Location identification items
┄┄┄┄┄┄┄┄┄┄

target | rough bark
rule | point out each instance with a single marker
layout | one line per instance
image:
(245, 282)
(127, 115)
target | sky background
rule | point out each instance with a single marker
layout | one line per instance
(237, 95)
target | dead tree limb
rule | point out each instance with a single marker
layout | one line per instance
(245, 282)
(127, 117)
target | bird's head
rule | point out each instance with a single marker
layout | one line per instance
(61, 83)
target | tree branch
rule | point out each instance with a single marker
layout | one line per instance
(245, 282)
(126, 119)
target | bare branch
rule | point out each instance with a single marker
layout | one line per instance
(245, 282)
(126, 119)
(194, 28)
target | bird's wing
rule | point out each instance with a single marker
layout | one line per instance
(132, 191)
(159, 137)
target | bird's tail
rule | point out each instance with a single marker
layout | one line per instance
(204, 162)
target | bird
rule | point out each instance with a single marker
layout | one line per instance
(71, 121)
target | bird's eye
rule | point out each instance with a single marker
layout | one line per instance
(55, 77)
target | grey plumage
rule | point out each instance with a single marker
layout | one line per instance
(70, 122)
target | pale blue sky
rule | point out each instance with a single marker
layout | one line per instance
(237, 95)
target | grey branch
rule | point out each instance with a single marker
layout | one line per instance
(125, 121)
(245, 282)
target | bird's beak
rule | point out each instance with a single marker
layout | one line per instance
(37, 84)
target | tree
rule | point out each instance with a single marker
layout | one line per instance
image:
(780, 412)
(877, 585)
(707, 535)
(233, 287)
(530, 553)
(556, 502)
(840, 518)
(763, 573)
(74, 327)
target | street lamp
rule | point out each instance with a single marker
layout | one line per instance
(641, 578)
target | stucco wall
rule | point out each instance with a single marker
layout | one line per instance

┄┄┄┄┄┄┄┄┄┄

» YOUR OBJECTIVE
Could you update the records by replacing "point out each instance" with "mark every instance" wherever it occurs, leaving everything else unchanged?

» WRITTEN RESPONSE
target | rough bark
rule | mark every instance with a single marker
layout | one line per instance
image:
(245, 282)
(127, 115)
target | sky background
rule | mark every instance with a single marker
layout | one line per instance
(237, 95)
target | dead tree limb
rule | mark every instance with a single marker
layout | one line per instance
(245, 282)
(127, 117)
target | bird's head
rule | mark every instance with a single marker
layout | one line per instance
(61, 83)
target | tree branch
rule | mark every instance with a single marker
layout | one line per instance
(245, 282)
(126, 119)
target | bare branch
rule | mark every instance with a single marker
layout | one line per instance
(245, 282)
(126, 119)
(194, 28)
target | bird's wing
rule | mark every instance with a single marker
layout | one line per instance
(132, 191)
(159, 137)
target | bird's tail
rule | mark every instance with a single marker
layout | one line per instance
(204, 162)
target | bird
rule | mark every instance with a single marker
layout | one line per instance
(71, 121)
target | bird's eye
rule | mark every instance with a single marker
layout | one line per instance
(55, 77)
target | grey plumage
rule | mark every instance with a single marker
layout | one line per instance
(70, 122)
target | pale blue sky
rule | mark every instance with a single marker
layout | one line per instance
(237, 95)
target | grey branch
rule | mark every instance with a single marker
layout | one line per instance
(125, 121)
(245, 282)
target | bird's beak
rule | mark every instance with a single marker
layout | one line per instance
(37, 84)
target | tree
rule | mark every instance with a single marker
layout | one line per instance
image:
(780, 412)
(877, 585)
(707, 535)
(233, 287)
(530, 553)
(556, 502)
(840, 518)
(763, 573)
(74, 327)
target | street lamp
rule | mark every instance with a single marker
layout | one line per instance
(641, 578)
target | stucco wall
rule | mark every instance with a single marker
layout | one line per instance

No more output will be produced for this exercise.